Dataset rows

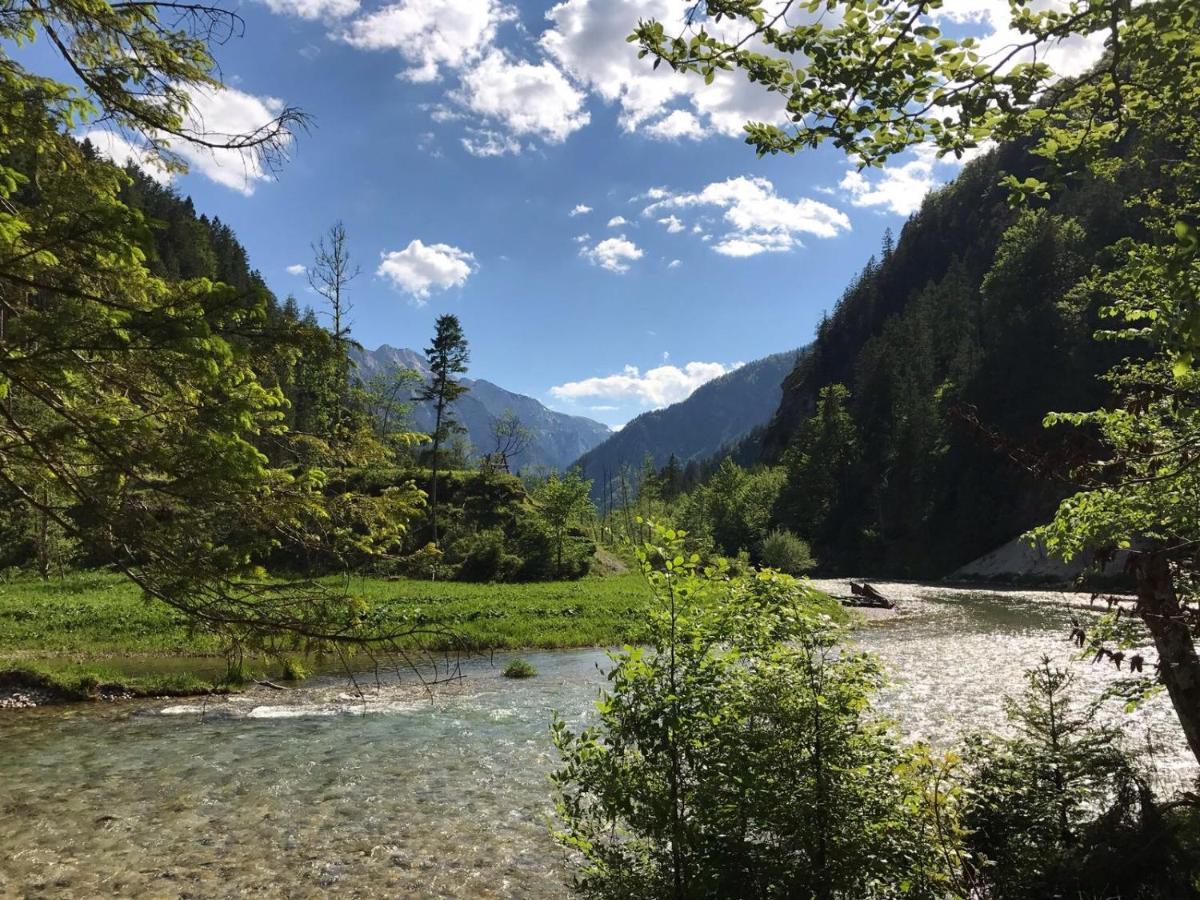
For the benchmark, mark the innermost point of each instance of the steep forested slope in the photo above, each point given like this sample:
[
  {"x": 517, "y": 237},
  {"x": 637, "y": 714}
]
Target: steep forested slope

_Written problem_
Pull every text line out of the data above and reproduce it word for word, leaving the pictures out.

_Answer_
For the benchmark, mark the innermost point of each instance of the steep forested slope in the photo above, each point given like this sample:
[
  {"x": 517, "y": 237},
  {"x": 637, "y": 714}
]
Target: steep forested slope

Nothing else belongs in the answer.